== SHORT PROBLEM ==
Reproduce the material below, starting with its first line and stopping after the line that contains "x=387 y=163", with both of those lines included. Leave every request as it is, but multiply each coordinate in the answers by 2.55 and round it to a whole number, rounding halves up.

━━━━━━━━

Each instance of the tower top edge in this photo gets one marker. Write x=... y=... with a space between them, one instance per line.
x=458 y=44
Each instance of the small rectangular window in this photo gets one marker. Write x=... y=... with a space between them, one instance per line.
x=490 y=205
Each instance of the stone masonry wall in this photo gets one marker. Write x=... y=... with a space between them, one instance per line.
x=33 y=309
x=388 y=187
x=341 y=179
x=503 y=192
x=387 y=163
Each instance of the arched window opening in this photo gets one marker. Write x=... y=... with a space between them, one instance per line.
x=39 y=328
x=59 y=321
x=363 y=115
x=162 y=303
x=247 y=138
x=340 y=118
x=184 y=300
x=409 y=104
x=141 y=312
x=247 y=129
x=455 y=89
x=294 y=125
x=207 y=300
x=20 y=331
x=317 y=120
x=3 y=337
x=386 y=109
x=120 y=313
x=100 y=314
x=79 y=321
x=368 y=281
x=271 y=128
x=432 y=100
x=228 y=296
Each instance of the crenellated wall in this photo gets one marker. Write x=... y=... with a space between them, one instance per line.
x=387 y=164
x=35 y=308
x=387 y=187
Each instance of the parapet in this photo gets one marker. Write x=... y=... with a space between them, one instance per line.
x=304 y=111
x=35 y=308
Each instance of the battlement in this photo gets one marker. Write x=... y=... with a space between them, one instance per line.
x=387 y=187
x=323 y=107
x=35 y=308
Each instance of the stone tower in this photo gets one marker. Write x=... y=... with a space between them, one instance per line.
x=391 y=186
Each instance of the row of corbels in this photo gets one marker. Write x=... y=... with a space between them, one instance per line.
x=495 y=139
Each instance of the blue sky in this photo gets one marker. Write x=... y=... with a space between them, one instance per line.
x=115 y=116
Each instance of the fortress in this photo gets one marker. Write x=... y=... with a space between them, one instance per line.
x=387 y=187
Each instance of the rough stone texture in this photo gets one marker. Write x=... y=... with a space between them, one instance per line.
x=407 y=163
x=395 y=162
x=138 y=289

━━━━━━━━

== THE RESULT ==
Each instance of the tower top edge in this photo gets one marker. Write x=... y=... with a space between them, one instance per line.
x=1168 y=112
Each instance of the small rectangular window in this photo gets one marker. Write x=... y=... with a space between them, one instance per line.
x=1250 y=523
Each instance of the stone masonry wall in this photo gets one marker. Write x=... y=... with a space between them, one instance per line.
x=84 y=788
x=989 y=477
x=870 y=456
x=1283 y=490
x=987 y=416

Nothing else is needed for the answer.